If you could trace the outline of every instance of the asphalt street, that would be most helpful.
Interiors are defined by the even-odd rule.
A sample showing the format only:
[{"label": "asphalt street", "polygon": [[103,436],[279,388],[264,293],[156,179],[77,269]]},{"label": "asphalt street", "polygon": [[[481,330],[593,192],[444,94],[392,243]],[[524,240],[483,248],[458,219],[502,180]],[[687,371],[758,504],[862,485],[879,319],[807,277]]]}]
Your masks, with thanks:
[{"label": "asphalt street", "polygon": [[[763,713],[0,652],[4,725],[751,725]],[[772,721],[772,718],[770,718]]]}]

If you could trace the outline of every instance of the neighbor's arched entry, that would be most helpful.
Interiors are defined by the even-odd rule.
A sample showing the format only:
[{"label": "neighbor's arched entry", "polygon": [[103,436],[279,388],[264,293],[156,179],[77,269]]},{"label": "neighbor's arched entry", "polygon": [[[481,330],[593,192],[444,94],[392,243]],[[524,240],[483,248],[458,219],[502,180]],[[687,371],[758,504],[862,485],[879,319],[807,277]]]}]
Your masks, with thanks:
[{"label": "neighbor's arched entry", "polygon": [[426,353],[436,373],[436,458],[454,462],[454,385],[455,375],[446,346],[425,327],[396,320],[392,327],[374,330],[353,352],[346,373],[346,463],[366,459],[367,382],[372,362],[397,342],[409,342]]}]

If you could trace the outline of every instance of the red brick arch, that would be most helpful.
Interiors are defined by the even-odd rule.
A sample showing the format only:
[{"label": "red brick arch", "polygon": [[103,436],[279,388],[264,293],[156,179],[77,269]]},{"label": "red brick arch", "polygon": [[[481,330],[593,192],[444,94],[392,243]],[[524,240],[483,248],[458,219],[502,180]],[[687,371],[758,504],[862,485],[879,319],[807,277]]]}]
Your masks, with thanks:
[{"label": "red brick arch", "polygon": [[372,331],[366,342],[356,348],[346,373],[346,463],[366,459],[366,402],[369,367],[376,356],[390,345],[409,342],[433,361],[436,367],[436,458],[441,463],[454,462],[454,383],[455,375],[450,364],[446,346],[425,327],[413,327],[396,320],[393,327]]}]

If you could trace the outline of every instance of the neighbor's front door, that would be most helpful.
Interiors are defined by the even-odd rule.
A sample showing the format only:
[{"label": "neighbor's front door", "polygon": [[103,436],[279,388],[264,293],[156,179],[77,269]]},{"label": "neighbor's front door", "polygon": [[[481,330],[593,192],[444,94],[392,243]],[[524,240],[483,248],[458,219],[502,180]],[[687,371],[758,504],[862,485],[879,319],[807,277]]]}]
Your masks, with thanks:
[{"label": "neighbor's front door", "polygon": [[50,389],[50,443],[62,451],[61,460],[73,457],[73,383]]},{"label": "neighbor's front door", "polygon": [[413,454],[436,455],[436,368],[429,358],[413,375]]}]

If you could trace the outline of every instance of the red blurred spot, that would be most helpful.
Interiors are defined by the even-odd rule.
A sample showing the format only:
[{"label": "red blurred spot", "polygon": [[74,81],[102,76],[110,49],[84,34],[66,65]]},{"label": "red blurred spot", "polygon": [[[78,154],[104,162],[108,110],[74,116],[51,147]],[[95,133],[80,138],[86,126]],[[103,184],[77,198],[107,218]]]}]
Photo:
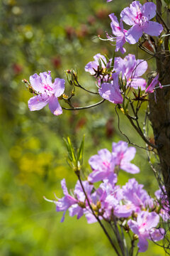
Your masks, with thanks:
[{"label": "red blurred spot", "polygon": [[111,138],[115,132],[113,118],[110,117],[106,124],[106,135],[107,138]]},{"label": "red blurred spot", "polygon": [[12,69],[15,75],[19,75],[23,70],[23,67],[19,64],[14,63],[13,64]]},{"label": "red blurred spot", "polygon": [[62,60],[60,57],[55,57],[52,59],[52,63],[55,68],[58,68],[61,67]]}]

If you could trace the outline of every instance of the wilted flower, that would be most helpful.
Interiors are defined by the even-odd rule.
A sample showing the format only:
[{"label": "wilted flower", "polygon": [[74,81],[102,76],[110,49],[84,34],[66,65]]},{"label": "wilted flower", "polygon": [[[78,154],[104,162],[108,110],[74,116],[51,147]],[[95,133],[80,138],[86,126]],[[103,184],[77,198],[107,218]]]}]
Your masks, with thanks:
[{"label": "wilted flower", "polygon": [[128,223],[131,230],[139,237],[139,252],[144,252],[147,250],[147,239],[154,242],[164,238],[164,230],[155,228],[159,223],[159,216],[154,212],[142,211],[137,218],[137,221],[129,220]]},{"label": "wilted flower", "polygon": [[110,82],[103,82],[98,89],[101,97],[115,104],[123,103],[123,97],[118,84],[118,73],[112,75]]},{"label": "wilted flower", "polygon": [[122,11],[120,16],[123,21],[132,26],[125,33],[125,39],[129,43],[136,43],[143,32],[150,36],[160,35],[163,30],[162,24],[150,21],[156,15],[156,9],[154,3],[147,2],[142,6],[139,1],[134,1],[130,7]]},{"label": "wilted flower", "polygon": [[122,59],[120,57],[115,58],[114,70],[122,74],[123,79],[125,80],[127,86],[135,89],[144,90],[147,82],[140,78],[147,69],[147,63],[144,60],[136,60],[135,55],[128,54]]},{"label": "wilted flower", "polygon": [[154,92],[154,89],[157,85],[159,85],[160,88],[162,88],[161,82],[159,81],[159,75],[157,75],[151,82],[148,87],[145,90],[145,92],[150,93]]},{"label": "wilted flower", "polygon": [[123,29],[123,21],[120,19],[119,24],[118,18],[114,14],[110,14],[109,17],[112,21],[110,23],[112,32],[115,37],[110,36],[107,36],[107,37],[109,40],[110,40],[110,41],[116,42],[115,51],[118,51],[120,50],[122,53],[125,53],[126,50],[123,47],[123,46],[125,43],[125,33],[127,31]]}]

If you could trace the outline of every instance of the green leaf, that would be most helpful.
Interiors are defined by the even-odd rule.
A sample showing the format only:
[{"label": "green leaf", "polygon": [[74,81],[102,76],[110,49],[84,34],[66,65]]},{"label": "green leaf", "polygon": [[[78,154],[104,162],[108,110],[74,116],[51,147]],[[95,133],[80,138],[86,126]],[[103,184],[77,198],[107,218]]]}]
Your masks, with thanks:
[{"label": "green leaf", "polygon": [[111,67],[113,68],[114,67],[114,64],[115,64],[115,51],[113,52],[113,58],[112,58],[112,62],[111,62]]},{"label": "green leaf", "polygon": [[81,163],[83,162],[83,152],[84,152],[84,137],[85,135],[84,135],[82,141],[80,144],[80,147],[78,149],[77,152],[77,161],[79,161]]}]

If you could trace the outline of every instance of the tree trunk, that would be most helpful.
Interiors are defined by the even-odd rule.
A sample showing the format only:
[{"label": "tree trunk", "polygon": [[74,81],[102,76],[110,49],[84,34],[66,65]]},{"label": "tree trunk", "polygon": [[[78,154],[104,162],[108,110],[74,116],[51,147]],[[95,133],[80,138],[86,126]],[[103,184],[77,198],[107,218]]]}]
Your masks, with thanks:
[{"label": "tree trunk", "polygon": [[[157,1],[157,13],[161,15],[162,2]],[[161,22],[159,16],[157,21]],[[167,31],[168,32],[168,31]],[[169,31],[167,33],[169,33]],[[162,85],[170,84],[170,56],[168,47],[169,36],[165,38],[164,49],[159,46],[157,48],[157,71],[159,74]],[[169,87],[156,90],[149,96],[149,119],[151,121],[155,144],[158,146],[160,169],[163,176],[170,206],[170,90]]]}]

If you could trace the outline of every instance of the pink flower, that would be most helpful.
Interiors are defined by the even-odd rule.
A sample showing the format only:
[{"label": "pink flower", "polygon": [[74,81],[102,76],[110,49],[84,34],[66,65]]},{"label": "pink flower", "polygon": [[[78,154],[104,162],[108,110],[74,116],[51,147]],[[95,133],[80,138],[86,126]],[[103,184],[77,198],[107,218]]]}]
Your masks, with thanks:
[{"label": "pink flower", "polygon": [[138,174],[140,169],[130,163],[136,154],[134,146],[128,147],[125,142],[120,141],[118,143],[113,143],[112,154],[115,159],[115,164],[120,166],[120,169],[130,174]]},{"label": "pink flower", "polygon": [[112,21],[110,23],[112,32],[113,34],[115,36],[115,37],[108,36],[108,38],[109,38],[110,41],[116,41],[115,51],[118,51],[120,50],[120,52],[123,54],[126,51],[123,46],[125,43],[125,33],[127,32],[127,31],[123,29],[122,19],[120,19],[119,24],[118,18],[114,14],[110,14],[109,17]]},{"label": "pink flower", "polygon": [[157,85],[159,85],[160,88],[162,88],[162,85],[160,83],[160,82],[159,81],[159,75],[157,75],[151,82],[151,83],[149,84],[149,85],[148,86],[148,87],[147,88],[147,90],[145,90],[145,92],[147,93],[151,93],[154,92],[154,88],[155,87],[155,86]]},{"label": "pink flower", "polygon": [[105,100],[115,104],[123,103],[123,97],[118,84],[118,73],[112,75],[111,82],[103,82],[98,89],[99,95]]},{"label": "pink flower", "polygon": [[115,58],[114,70],[122,73],[122,78],[126,80],[127,87],[130,86],[135,89],[146,87],[147,82],[144,78],[140,78],[147,69],[147,63],[144,60],[136,60],[135,55],[128,54],[122,59],[120,57]]},{"label": "pink flower", "polygon": [[122,11],[120,16],[123,21],[132,26],[125,33],[125,39],[129,43],[136,43],[143,32],[153,36],[160,35],[163,26],[157,22],[149,21],[155,16],[156,9],[154,3],[147,2],[142,6],[139,1],[134,1],[130,7]]},{"label": "pink flower", "polygon": [[147,239],[159,241],[164,238],[164,230],[157,229],[155,227],[159,223],[159,216],[154,212],[149,213],[142,211],[138,214],[137,221],[129,220],[128,225],[131,230],[139,237],[139,252],[144,252],[147,250],[148,242]]},{"label": "pink flower", "polygon": [[55,78],[55,82],[52,83],[51,72],[48,71],[48,73],[40,73],[40,75],[37,74],[31,75],[30,82],[33,90],[38,93],[28,100],[30,110],[40,110],[49,104],[49,108],[52,114],[61,114],[62,110],[57,97],[64,92],[64,80]]}]

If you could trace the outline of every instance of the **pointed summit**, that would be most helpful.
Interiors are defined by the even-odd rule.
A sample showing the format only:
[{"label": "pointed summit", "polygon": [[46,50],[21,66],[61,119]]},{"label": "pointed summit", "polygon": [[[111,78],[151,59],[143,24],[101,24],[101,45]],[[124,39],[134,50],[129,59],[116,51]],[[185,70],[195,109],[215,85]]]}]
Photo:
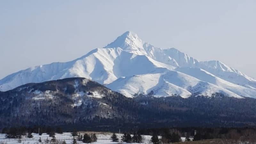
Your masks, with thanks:
[{"label": "pointed summit", "polygon": [[142,41],[136,33],[127,31],[117,37],[114,42],[108,44],[105,48],[120,47],[125,49],[128,47],[142,48]]},{"label": "pointed summit", "polygon": [[144,55],[147,54],[143,48],[144,43],[137,34],[127,31],[104,48],[119,47],[127,52],[139,55]]}]

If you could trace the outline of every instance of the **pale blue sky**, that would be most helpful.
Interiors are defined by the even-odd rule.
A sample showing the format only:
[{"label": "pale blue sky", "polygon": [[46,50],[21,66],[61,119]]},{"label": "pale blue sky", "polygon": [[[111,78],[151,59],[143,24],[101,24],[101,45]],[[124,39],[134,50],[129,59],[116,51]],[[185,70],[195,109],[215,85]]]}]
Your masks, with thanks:
[{"label": "pale blue sky", "polygon": [[128,30],[256,77],[255,0],[0,0],[0,78],[65,62]]}]

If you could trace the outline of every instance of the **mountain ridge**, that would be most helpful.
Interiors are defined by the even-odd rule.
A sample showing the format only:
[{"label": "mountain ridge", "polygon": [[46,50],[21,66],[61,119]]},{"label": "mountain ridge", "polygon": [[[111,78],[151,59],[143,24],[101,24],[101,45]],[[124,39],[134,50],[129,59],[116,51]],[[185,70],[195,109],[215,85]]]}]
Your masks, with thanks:
[{"label": "mountain ridge", "polygon": [[[183,71],[180,71],[181,69]],[[193,70],[196,72],[189,72]],[[174,74],[175,72],[179,73]],[[200,76],[198,73],[203,73],[205,76]],[[148,76],[145,76],[145,75]],[[162,76],[154,80],[152,76],[155,75]],[[136,81],[139,79],[135,80],[132,77],[133,76],[152,80],[140,83],[140,88],[130,86],[128,90],[125,85],[140,83]],[[163,76],[164,78],[162,78]],[[200,61],[174,48],[155,47],[130,31],[105,47],[93,50],[74,60],[36,66],[10,75],[0,80],[0,91],[29,82],[77,77],[105,84],[128,97],[155,90],[154,93],[158,96],[177,92],[184,93],[181,96],[187,97],[189,93],[209,96],[211,93],[220,92],[237,98],[256,98],[256,80],[240,71],[218,60]],[[125,81],[131,83],[123,81],[122,85],[116,83],[117,80],[120,81],[123,77],[126,77]],[[115,86],[124,88],[116,89],[117,86]],[[158,93],[157,92],[161,92]]]}]

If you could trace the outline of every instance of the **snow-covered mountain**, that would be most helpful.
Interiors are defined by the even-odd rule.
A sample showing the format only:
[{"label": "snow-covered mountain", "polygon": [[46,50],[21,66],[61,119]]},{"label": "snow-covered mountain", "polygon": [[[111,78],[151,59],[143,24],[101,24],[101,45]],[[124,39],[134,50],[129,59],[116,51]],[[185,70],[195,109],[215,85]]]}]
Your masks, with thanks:
[{"label": "snow-covered mountain", "polygon": [[218,61],[200,61],[174,48],[162,49],[128,31],[74,60],[21,70],[0,80],[6,91],[29,83],[89,78],[128,97],[150,93],[211,96],[216,92],[256,98],[256,80]]}]

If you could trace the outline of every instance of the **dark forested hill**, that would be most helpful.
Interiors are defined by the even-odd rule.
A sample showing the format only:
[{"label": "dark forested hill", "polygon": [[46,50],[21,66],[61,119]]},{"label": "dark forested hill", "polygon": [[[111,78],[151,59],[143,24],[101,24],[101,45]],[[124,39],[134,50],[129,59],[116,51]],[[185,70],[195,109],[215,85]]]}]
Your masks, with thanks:
[{"label": "dark forested hill", "polygon": [[34,125],[117,127],[254,126],[256,100],[216,94],[127,98],[81,78],[31,83],[0,92],[0,128]]}]

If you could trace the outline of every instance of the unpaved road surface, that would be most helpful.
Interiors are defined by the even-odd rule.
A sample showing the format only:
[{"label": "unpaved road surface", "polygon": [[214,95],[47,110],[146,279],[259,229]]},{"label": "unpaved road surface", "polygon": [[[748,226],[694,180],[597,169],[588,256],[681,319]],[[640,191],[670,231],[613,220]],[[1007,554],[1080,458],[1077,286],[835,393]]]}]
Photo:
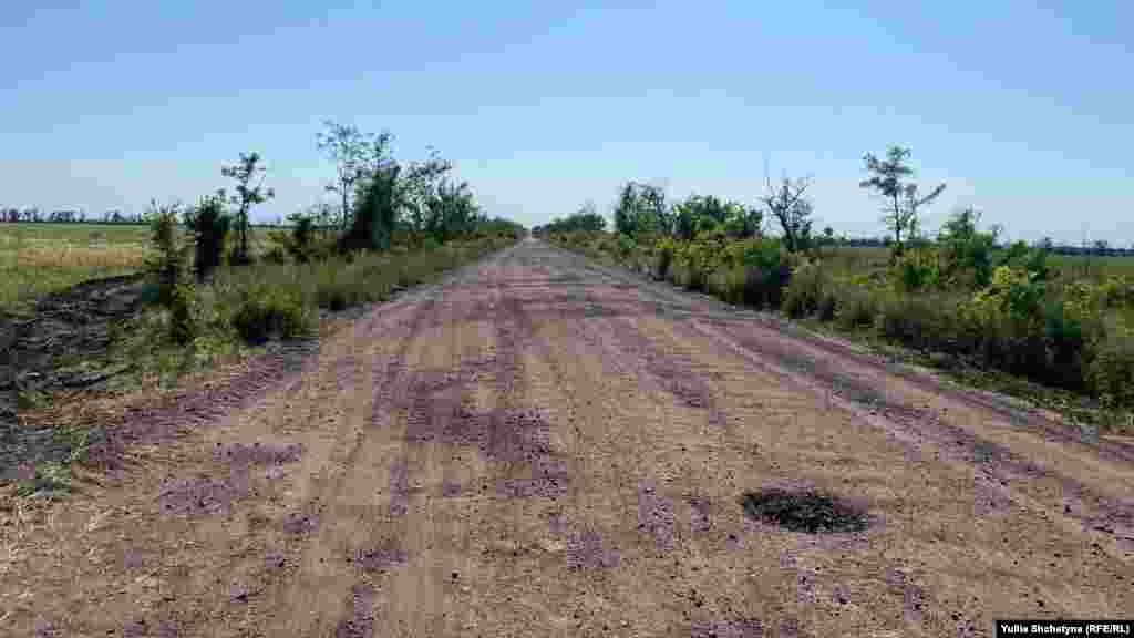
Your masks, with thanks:
[{"label": "unpaved road surface", "polygon": [[[0,512],[0,633],[939,637],[1134,615],[1128,440],[538,242],[130,414],[121,468]],[[747,517],[770,487],[869,526]]]}]

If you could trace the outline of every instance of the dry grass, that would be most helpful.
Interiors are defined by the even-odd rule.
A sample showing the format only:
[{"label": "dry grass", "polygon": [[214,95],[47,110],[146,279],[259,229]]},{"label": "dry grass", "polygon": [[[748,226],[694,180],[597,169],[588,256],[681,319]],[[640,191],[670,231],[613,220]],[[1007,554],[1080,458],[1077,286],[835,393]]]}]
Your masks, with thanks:
[{"label": "dry grass", "polygon": [[[266,245],[253,228],[253,244]],[[137,272],[152,249],[145,225],[0,224],[0,311],[87,279]]]},{"label": "dry grass", "polygon": [[0,225],[0,310],[79,282],[137,271],[150,254],[143,226]]}]

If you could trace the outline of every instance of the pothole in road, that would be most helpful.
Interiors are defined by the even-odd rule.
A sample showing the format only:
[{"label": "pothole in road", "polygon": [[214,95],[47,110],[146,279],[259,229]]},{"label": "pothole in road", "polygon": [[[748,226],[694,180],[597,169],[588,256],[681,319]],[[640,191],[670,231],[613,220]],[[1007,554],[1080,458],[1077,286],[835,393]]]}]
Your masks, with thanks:
[{"label": "pothole in road", "polygon": [[816,492],[764,489],[745,494],[741,505],[754,519],[806,534],[862,531],[869,522],[863,510]]}]

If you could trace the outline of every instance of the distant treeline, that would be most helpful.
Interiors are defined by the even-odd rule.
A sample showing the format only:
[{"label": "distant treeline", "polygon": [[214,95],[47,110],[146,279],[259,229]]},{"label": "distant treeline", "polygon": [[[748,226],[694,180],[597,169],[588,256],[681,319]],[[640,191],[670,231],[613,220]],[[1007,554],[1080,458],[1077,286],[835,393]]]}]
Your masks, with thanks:
[{"label": "distant treeline", "polygon": [[87,216],[82,210],[53,210],[43,212],[37,208],[0,208],[0,221],[9,224],[144,224],[141,212],[128,215],[120,210],[108,210],[101,216]]},{"label": "distant treeline", "polygon": [[[890,247],[892,243],[889,237],[841,237],[836,238],[835,244],[843,246],[861,246],[861,247]],[[915,246],[920,243],[919,240],[911,240],[909,245]],[[1070,244],[1056,244],[1050,240],[1043,240],[1039,243],[1047,249],[1048,252],[1052,254],[1070,254],[1070,255],[1092,255],[1092,257],[1134,257],[1134,247],[1122,249],[1111,246],[1106,241],[1097,241],[1090,245],[1075,246]],[[998,244],[996,247],[1005,249],[1007,246]]]}]

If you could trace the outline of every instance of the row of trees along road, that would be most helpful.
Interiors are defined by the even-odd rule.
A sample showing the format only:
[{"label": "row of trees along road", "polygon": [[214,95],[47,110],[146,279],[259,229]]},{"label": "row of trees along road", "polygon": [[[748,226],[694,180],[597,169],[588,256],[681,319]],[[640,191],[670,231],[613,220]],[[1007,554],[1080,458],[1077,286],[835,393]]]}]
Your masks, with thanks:
[{"label": "row of trees along road", "polygon": [[[911,151],[891,146],[886,157],[868,153],[863,161],[869,177],[860,186],[871,191],[882,201],[882,221],[891,234],[894,255],[902,255],[905,245],[919,229],[919,212],[945,191],[945,184],[922,193],[913,182],[909,166]],[[807,196],[811,177],[792,178],[784,175],[778,182],[764,178],[764,193],[755,205],[723,201],[712,195],[693,195],[672,205],[666,202],[661,187],[641,182],[627,182],[618,193],[613,210],[615,232],[638,241],[646,235],[669,235],[692,240],[697,234],[721,229],[729,237],[745,238],[762,233],[765,219],[777,224],[785,247],[797,252],[815,243],[833,241],[833,229],[827,227],[822,236],[812,230],[814,205]],[[606,220],[593,204],[567,217],[538,227],[538,233],[567,230],[601,230]]]}]

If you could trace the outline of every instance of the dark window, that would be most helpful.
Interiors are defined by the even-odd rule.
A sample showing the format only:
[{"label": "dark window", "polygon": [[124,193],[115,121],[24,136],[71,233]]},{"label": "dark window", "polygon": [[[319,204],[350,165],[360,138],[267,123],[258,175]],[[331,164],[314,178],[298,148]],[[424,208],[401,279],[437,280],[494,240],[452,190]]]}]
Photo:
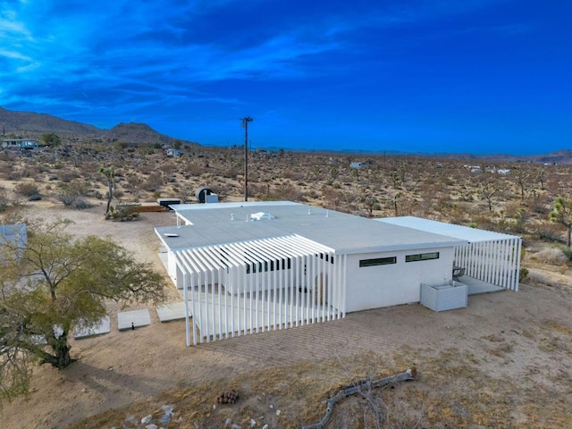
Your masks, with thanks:
[{"label": "dark window", "polygon": [[364,266],[387,265],[389,264],[395,264],[396,262],[397,258],[395,257],[376,257],[374,259],[361,259],[359,261],[359,267],[362,268]]},{"label": "dark window", "polygon": [[429,259],[439,259],[439,252],[419,253],[405,257],[405,262],[428,261]]}]

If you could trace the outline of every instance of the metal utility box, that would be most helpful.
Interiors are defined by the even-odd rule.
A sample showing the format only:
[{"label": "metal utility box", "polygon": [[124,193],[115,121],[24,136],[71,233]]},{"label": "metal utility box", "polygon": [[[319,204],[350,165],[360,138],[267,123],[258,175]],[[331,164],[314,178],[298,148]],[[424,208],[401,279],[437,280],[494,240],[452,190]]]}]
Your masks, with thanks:
[{"label": "metal utility box", "polygon": [[163,206],[167,210],[170,210],[169,206],[181,204],[181,198],[157,198],[157,203],[159,203],[159,206]]},{"label": "metal utility box", "polygon": [[421,284],[421,305],[433,311],[464,308],[467,305],[468,287],[458,282],[430,286]]}]

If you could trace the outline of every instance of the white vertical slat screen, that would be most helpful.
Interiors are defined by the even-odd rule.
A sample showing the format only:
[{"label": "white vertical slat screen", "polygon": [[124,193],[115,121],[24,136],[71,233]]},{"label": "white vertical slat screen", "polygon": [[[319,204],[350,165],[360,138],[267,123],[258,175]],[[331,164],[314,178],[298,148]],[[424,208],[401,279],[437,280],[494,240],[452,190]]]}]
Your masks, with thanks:
[{"label": "white vertical slat screen", "polygon": [[175,252],[187,343],[345,316],[346,258],[299,235]]}]

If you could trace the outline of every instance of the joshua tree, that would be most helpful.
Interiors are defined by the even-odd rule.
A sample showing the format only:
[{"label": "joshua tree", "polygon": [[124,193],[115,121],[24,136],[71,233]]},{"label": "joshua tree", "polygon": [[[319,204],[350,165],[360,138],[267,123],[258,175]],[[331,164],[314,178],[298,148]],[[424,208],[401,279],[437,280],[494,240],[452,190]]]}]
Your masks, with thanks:
[{"label": "joshua tree", "polygon": [[560,223],[566,227],[566,245],[570,248],[572,235],[572,200],[559,197],[554,201],[554,208],[551,212],[551,222]]},{"label": "joshua tree", "polygon": [[101,167],[99,172],[107,179],[107,207],[105,208],[105,219],[109,219],[109,210],[111,208],[111,200],[114,198],[114,186],[115,184],[115,170],[113,166]]}]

Instructions for the task
Quote exactly the line containing "box, that would be most helpful." and every later line through the end of the listing, and no other lines.

Worked solution
If you could trace the outline of every instance of the metal utility box, that would be most helpful.
Interiors are defined by the even-odd rule.
A sample showing the format only:
[{"label": "metal utility box", "polygon": [[124,193],[115,121],[24,136],[71,233]]},{"label": "metal utility box", "polygon": [[[319,204],[350,165],[360,138],[267,123],[258,175]],[[331,164],[314,178],[298,148]],[[424,208],[401,279],[437,280],[494,240],[452,190]]]}]
Your masks, with thanks:
[{"label": "metal utility box", "polygon": [[163,206],[167,210],[170,210],[169,206],[181,204],[181,198],[157,198],[157,203],[159,203],[159,206]]},{"label": "metal utility box", "polygon": [[421,284],[421,305],[433,311],[464,308],[467,305],[468,287],[458,282],[430,286]]}]

If you could trace the outline of every instance of the white vertical slat screen, that would be most helpful.
Interiors are defined by the even-odd rule.
A sample showing the format only:
[{"label": "white vertical slat screen", "polygon": [[124,193],[115,121],[24,136],[71,233]]},{"label": "white vertical slat screen", "polygon": [[[319,204],[350,165],[360,138],[267,123],[258,175]],[[331,164],[314,178],[298,148]],[[424,208],[401,279],[437,280],[494,240],[452,190]]]}]
Your masks, with thanks:
[{"label": "white vertical slat screen", "polygon": [[175,252],[187,343],[345,316],[346,258],[299,235]]}]

If you could trace the outline of every instance of the joshua tree, that would be most helpful.
Interiors are defined by the even-odd rule.
A sample showing the format only:
[{"label": "joshua tree", "polygon": [[124,193],[115,121],[24,136],[71,233]]},{"label": "joshua tree", "polygon": [[[319,204],[350,165],[360,138],[267,123],[258,175]],[[331,164],[314,178],[298,148]],[[424,208],[401,279],[437,280],[494,240],[452,190]]]}]
Your masks, with thanks:
[{"label": "joshua tree", "polygon": [[560,223],[566,227],[566,245],[570,248],[572,235],[572,200],[559,197],[554,201],[554,208],[551,212],[551,222]]},{"label": "joshua tree", "polygon": [[101,167],[99,172],[107,179],[107,207],[105,208],[105,219],[109,219],[109,210],[111,208],[111,200],[114,198],[114,186],[115,184],[115,170],[113,166]]}]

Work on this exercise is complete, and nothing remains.